_READING TEXT_.
*-*-*

I am re-reading my battered old copy of Pedagogy of the Oppressed by Paulo Freire which I 'deselected' from the library I ran some years ago. That is because my studies are centering on a 'philosophy of development' at present - how does culture tackle the representation of poverty...and whose culture does it use, morally 'universalise' and all that kind of stuff.

My most recent film - 2 actually, 1 documentary and 1 fiction at the Barbican annual Brazilian Film Festival, run each year by Adriana Rouanet (PHD student at Kings College, London). The theme this year was Urban Tales. Both the films featured a story 'within' a story. Jardim Angela was a documentary of youngsters in Sao Paulo making their own films with professional help, and followed the story they devised and the most talkative member of the team as he expressed his experience and life in a gang. The second was Basic Sanitation (Saneamento Basico,2007) which I had been waiting sometime to see, which is a fictional story of a group of responsible young adults who make a very bad film about a monster (Actually ironically a kind of 'Creature of the Black Lagoon') because they cannot get the money for a sewage system which is needed for their village. It was a wicked ironic working of the 'system' in Southern Brazil by Jorge Furtado, who was there to answer questions afterwards. But it was the full audience that unwittingly caused a bigger laugh. Most Brazilians in London who come to events like this festival are young educated professionals and students, wealthy or middle class and from the South. (There are other Brazilians working in London in kitchens and cleaning and as we all know as electricians - the festival had a promotion for the Jean Charles Menezes film -but they do not go to this kind of event. )

*-*-*

_DATA TO EXAMINE_.
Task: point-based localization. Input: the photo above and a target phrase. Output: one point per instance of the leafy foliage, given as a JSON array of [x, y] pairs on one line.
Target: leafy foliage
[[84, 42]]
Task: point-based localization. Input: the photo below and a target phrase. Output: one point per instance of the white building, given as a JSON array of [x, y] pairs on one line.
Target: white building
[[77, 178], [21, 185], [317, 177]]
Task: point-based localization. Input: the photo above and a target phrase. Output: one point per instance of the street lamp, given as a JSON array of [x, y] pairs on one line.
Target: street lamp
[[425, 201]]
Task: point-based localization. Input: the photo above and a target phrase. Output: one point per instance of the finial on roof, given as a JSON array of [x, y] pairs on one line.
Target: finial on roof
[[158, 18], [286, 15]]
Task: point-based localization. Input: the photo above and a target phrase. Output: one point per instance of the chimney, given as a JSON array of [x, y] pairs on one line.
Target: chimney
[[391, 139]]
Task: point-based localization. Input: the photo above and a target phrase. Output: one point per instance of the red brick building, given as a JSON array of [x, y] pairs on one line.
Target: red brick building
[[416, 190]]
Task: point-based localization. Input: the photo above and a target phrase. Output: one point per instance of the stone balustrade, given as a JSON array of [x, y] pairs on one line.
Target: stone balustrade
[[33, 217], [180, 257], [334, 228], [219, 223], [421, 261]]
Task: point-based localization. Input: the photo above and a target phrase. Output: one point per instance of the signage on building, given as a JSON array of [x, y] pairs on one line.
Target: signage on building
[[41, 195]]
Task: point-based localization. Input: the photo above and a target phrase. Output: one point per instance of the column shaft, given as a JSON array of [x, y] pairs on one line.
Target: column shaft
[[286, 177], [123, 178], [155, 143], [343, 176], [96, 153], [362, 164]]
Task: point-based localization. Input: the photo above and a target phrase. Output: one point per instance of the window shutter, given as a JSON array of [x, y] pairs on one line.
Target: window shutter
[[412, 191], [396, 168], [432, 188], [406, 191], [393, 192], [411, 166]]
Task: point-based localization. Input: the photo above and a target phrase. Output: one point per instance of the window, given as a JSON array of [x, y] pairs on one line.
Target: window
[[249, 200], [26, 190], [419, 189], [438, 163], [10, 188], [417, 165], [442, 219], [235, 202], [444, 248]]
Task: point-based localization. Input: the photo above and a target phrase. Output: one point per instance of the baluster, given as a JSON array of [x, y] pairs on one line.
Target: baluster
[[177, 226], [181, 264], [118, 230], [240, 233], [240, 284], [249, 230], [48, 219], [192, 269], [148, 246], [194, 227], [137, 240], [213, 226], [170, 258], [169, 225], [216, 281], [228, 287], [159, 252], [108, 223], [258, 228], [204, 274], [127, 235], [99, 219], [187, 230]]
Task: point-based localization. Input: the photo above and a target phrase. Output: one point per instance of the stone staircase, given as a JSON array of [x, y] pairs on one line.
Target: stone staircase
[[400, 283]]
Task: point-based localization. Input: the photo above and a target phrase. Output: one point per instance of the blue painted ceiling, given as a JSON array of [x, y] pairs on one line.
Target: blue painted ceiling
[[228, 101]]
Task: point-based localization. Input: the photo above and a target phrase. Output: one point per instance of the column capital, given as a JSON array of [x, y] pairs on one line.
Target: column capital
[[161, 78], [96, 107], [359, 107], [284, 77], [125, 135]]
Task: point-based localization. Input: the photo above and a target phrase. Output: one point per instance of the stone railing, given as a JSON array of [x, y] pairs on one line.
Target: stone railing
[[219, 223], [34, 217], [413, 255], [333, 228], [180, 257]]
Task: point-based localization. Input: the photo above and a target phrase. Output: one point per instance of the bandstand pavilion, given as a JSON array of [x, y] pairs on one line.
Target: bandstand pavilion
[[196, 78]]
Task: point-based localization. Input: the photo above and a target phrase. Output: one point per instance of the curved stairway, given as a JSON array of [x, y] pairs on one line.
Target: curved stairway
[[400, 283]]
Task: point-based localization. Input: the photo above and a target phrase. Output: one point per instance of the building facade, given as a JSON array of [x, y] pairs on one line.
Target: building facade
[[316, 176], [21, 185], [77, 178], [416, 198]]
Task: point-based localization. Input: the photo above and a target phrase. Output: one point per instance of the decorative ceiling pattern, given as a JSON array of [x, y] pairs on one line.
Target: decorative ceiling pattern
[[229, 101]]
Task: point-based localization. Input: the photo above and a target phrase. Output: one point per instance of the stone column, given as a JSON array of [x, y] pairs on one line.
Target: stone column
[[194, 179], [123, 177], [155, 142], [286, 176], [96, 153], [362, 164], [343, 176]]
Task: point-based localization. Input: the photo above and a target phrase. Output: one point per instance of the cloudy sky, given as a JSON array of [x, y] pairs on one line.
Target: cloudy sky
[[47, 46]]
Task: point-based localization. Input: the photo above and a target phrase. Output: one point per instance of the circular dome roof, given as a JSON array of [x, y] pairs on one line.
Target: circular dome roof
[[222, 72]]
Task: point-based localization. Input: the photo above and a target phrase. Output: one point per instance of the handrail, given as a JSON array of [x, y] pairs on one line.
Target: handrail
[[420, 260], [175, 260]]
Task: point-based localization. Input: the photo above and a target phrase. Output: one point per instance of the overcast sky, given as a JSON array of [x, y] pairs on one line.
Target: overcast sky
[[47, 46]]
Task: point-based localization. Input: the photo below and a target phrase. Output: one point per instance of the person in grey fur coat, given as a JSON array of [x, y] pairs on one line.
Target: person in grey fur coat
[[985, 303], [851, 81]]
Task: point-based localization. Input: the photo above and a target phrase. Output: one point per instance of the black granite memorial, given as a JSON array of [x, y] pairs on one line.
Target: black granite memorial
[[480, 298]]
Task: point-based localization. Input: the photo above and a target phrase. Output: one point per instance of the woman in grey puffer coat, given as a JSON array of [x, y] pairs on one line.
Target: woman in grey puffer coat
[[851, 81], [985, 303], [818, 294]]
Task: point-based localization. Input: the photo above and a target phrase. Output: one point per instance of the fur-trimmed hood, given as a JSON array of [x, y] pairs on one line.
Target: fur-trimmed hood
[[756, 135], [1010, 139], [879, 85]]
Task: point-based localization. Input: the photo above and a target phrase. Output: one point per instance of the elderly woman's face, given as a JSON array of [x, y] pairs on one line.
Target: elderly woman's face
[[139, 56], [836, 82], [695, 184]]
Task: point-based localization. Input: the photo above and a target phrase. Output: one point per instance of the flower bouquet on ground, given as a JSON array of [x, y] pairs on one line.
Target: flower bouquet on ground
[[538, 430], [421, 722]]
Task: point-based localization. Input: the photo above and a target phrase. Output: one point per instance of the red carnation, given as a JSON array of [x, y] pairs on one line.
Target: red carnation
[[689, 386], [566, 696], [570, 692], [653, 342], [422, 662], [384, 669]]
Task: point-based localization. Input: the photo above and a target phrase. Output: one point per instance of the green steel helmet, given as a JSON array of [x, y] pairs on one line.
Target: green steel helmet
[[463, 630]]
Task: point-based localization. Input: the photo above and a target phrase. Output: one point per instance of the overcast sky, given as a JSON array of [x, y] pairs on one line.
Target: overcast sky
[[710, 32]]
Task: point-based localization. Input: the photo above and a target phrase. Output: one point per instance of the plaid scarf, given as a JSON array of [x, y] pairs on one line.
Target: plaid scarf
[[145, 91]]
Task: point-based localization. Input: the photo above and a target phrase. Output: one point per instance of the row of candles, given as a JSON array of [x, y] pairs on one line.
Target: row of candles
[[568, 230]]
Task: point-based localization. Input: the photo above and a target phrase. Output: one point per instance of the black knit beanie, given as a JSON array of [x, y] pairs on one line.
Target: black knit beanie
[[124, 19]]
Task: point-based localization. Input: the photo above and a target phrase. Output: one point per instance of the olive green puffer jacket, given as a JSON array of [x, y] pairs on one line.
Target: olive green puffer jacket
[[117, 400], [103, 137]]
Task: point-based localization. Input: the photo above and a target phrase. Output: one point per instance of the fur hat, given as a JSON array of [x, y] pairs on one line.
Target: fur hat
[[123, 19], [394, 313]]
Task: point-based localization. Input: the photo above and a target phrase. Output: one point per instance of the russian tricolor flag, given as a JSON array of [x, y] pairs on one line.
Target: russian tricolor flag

*-*-*

_PROBLEMS TO SOLVE_.
A - In the Brazilian film festival post, what was this year's festival theme?
B - Using the Brazilian film festival post, explain why the young adults in Basic Sanitation make a film about a monster.
C - Proceed with the Brazilian film festival post from its last sentence onward.
The material was taken from a different source than the Brazilian film festival post.

_ANSWERS PER TASK_.
A - Urban Tales.

B - They cannot get the money for the sewage system their village needs.

C -
One young lady congratulated Jorge on making a film about 'her Brazil' - expressing delight that it was not all the stuff about gangs and violence and poverty that the British think from the Brazilian films that are usually shown in the cinema here. Jorge made a comment on 'para ingleses ver', and then said he had been told the apopcrypal story that it is thought that the Queen of England thinks that the world smells of fresh paint, because where ever she visits that is what she can smell. It was such a wonderful and ironic response, when the real subject of his film was the inability of the Brazlian system to provide basic sanitation in a village that in other respects looked like Switzerland, much less for the crowded and disgusting hovels that are home to millions of much less privileged Brazilians. At one point in the film there is actually a discussion on how the smell of flowers can be replicated in a film at all - a very ironic point about the whole process of how film represents, or does not.
The English are not blind when they visit Brazil. What they can't understand is why the wealthy Brazilians they meet in London don't want to do anything about it but ring their hands, make films and collect money for charities. That is a little harsh. But you can see why it was funny in a black kind of way. I am sure Jorge Furtado will remember it. I amused myself by asking the young men next to me (Brazilian film students) if they thought the sequence of motorbike riding in the film was from a 'romantic 1950s chanchada'. They had the wit to ask Jorge what his influences were - he told them Billy Wilder. It was in fact a homage to Walter Salles film about Che - Motorcycle Diaries.